*Natural-language object grounding data:*
____________________

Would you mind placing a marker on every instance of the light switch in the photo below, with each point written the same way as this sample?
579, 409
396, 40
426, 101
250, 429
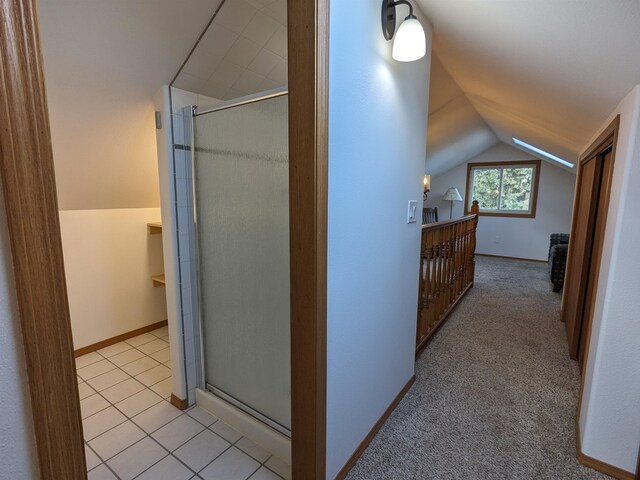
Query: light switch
412, 211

____________________

*Your objective:*
Please repeat all of the entries above word for word, but drop any pictures.

*Output of the exercise:*
Would you mind placing a marker on every instance of the light switch in the photo below, with each point written the same way as this sample?
579, 409
396, 40
426, 101
250, 429
Query: light switch
412, 211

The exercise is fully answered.